Shift every bounding box coordinate in the answers up by 14, and write out the entries again with their requests. Begin at the start of the entries and stop after the line containing "[0, 133, 32, 173]". Leave the requests and their sample coordinates unchanged.

— Start DATA ENTRIES —

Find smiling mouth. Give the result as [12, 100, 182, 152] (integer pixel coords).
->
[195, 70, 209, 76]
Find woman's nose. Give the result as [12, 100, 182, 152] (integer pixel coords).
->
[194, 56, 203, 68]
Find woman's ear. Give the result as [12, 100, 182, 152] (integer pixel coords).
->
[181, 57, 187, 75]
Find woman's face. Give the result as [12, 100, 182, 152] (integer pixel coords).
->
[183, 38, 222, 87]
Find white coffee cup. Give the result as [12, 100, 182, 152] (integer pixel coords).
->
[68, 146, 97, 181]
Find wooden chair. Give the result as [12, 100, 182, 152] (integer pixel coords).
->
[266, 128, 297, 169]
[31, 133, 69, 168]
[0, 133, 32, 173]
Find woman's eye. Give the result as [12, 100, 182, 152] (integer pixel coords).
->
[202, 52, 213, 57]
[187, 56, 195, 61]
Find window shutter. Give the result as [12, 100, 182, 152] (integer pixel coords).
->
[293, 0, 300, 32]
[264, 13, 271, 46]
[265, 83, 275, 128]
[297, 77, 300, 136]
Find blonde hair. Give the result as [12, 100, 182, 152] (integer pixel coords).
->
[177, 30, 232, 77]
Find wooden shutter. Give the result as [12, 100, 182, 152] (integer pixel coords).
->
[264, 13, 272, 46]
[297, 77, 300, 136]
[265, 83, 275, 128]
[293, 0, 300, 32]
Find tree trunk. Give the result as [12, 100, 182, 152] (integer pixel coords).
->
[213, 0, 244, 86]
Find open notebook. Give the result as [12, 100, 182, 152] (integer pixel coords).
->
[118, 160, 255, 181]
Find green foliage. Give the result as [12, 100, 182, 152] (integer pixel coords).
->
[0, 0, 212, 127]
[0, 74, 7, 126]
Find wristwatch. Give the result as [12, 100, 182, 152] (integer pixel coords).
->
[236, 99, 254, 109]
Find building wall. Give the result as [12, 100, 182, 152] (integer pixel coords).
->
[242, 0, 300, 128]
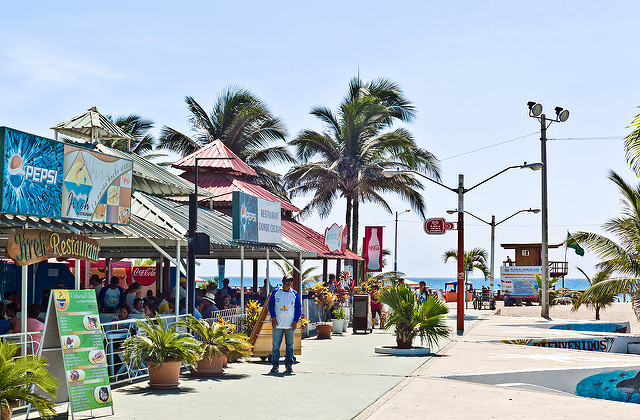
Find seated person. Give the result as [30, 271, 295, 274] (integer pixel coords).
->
[111, 303, 136, 334]
[0, 302, 11, 335]
[131, 298, 144, 314]
[5, 302, 20, 332]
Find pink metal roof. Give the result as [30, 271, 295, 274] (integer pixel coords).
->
[180, 172, 301, 212]
[282, 218, 362, 260]
[171, 140, 258, 177]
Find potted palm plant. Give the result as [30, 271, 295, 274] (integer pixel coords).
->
[122, 315, 202, 388]
[378, 284, 450, 349]
[0, 343, 60, 420]
[176, 315, 252, 376]
[312, 282, 336, 338]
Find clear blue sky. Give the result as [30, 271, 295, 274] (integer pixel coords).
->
[0, 1, 640, 277]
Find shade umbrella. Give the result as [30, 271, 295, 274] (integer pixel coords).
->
[51, 106, 133, 149]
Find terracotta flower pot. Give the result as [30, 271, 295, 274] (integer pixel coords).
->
[191, 356, 225, 376]
[147, 360, 182, 389]
[316, 322, 333, 339]
[0, 402, 18, 420]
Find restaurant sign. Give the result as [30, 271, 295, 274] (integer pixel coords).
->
[0, 127, 133, 225]
[231, 191, 282, 244]
[5, 229, 100, 265]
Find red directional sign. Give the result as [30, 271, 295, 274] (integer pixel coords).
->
[424, 217, 453, 235]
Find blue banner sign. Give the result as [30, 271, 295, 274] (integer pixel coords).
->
[231, 191, 282, 244]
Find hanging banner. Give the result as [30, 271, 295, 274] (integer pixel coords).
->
[5, 229, 100, 266]
[131, 265, 156, 286]
[42, 290, 113, 413]
[364, 226, 383, 272]
[231, 191, 282, 244]
[0, 127, 133, 225]
[62, 145, 133, 225]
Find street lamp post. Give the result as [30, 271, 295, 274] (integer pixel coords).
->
[527, 101, 569, 318]
[393, 210, 411, 272]
[447, 208, 540, 297]
[382, 162, 542, 335]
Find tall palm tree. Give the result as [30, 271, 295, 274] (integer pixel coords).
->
[285, 77, 440, 252]
[442, 247, 489, 283]
[571, 267, 615, 321]
[571, 171, 640, 320]
[159, 87, 295, 198]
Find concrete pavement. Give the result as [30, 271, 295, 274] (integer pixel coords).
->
[17, 310, 640, 420]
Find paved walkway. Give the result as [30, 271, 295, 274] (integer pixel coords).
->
[17, 310, 640, 420]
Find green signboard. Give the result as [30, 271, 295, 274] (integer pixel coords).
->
[43, 290, 113, 413]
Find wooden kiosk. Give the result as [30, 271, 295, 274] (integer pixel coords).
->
[249, 295, 302, 360]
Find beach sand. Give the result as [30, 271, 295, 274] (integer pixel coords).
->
[490, 301, 640, 334]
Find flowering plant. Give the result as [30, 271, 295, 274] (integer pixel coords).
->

— End DATA ENTRIES —

_RESULT OF THIS EXERCISE_.
Find smiling mouth. Give the result as [12, 100, 182, 152] (integer pixel coords).
->
[209, 84, 223, 90]
Find woman's nose. Give the result as [12, 100, 182, 152] (integer pixel coords).
->
[208, 70, 217, 82]
Find woman's ear. Give the result as [12, 100, 182, 152] (integer pixel coords).
->
[195, 71, 201, 89]
Find woman's face. Give the result as [12, 100, 182, 152] (integer pixel coords).
->
[197, 52, 236, 101]
Find white coffee cup. Give the result as [12, 100, 182, 152] (integer pixel coords).
->
[82, 160, 111, 195]
Find wooden chair. Give the result as [12, 100, 182, 152] (integer pixel coords).
->
[280, 142, 311, 183]
[45, 147, 83, 182]
[14, 147, 46, 187]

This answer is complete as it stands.